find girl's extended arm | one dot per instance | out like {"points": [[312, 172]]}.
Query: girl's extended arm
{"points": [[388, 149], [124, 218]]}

****************************************

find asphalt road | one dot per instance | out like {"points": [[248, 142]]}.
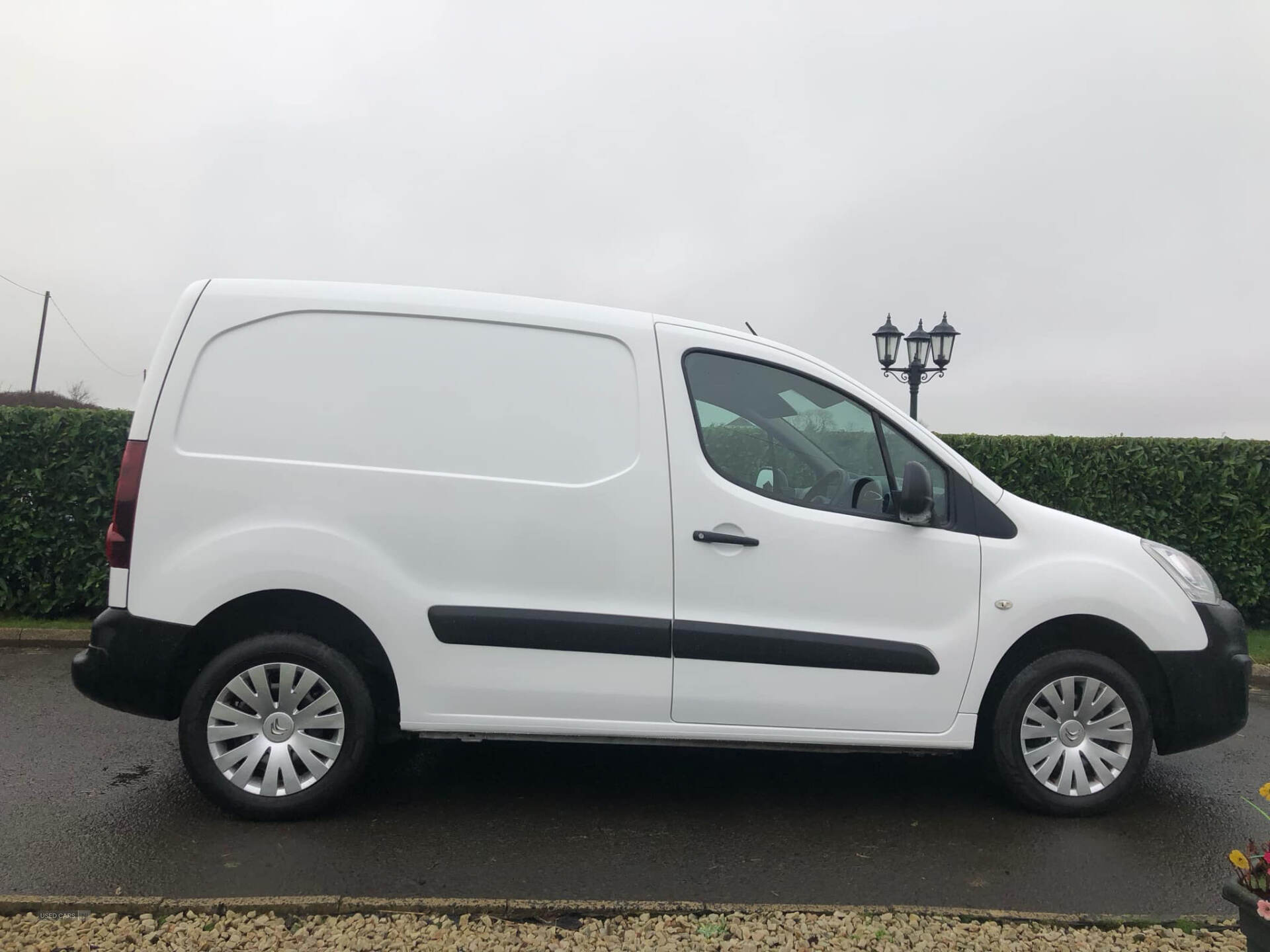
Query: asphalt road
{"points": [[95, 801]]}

****************************************

Short task - Which lines in the records above contain the string "asphalt"? Pick out and copy each of them, treating uppercase and lowercase as different.

Finished answer -
find asphalt road | one dot per instance | out like {"points": [[248, 142]]}.
Query: asphalt road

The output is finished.